### Raw records
========

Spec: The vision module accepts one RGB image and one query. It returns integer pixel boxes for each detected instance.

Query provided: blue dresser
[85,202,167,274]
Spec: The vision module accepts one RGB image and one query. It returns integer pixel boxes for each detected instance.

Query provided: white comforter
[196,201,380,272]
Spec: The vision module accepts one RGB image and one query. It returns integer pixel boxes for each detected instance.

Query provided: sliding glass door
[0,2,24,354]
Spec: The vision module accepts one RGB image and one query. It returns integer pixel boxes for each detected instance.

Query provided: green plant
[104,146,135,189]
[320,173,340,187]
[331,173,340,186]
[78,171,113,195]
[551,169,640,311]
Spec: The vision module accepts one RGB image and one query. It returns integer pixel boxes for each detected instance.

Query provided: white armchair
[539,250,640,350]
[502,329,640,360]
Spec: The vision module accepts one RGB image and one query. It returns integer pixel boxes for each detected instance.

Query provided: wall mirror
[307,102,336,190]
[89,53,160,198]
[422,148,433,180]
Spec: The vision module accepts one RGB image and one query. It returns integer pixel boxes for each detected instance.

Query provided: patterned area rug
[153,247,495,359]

========

### Given task
Reproduce all of the material above word for word, keeping every line in its original order.

### Result
Spec: The vision module accepts one RGB image and one query. It returns integer pixel boxes for each detected instance.

Query provided: blue dresser
[85,202,167,274]
Spec: The vision module accepts one RGB image and one query. It returns integer pixel boxes for each detected instance.

Query provided: white comforter
[196,201,380,272]
Spec: The vision module accepts one RGB image and one query. It returns integer pixel boxes for each detected instance.

Query provided: sliding glass door
[0,2,24,354]
Spec: The vision module accepts one RGB image and one query. It returns integer pixel boxes for each detected instance.

Query provided: green plant
[104,146,135,189]
[320,173,340,187]
[331,173,340,186]
[78,171,113,195]
[551,169,640,311]
Spec: The vision module accepts one RGB image and one query. It returns integer pixel boxes for each detected instance.

Query provided: white armchair
[539,250,640,350]
[502,329,640,360]
Spec: The vision module accepts one RGB image and one query. It returns integer pixel boxes for each detected instance.

Query provided: wall mirror
[307,102,336,190]
[89,53,160,198]
[422,148,433,180]
Spec: The vision module accepts one RGB image and one query. It returns integer pixel boxes for each detected instance.

Query provided: patterned area rug
[153,247,495,359]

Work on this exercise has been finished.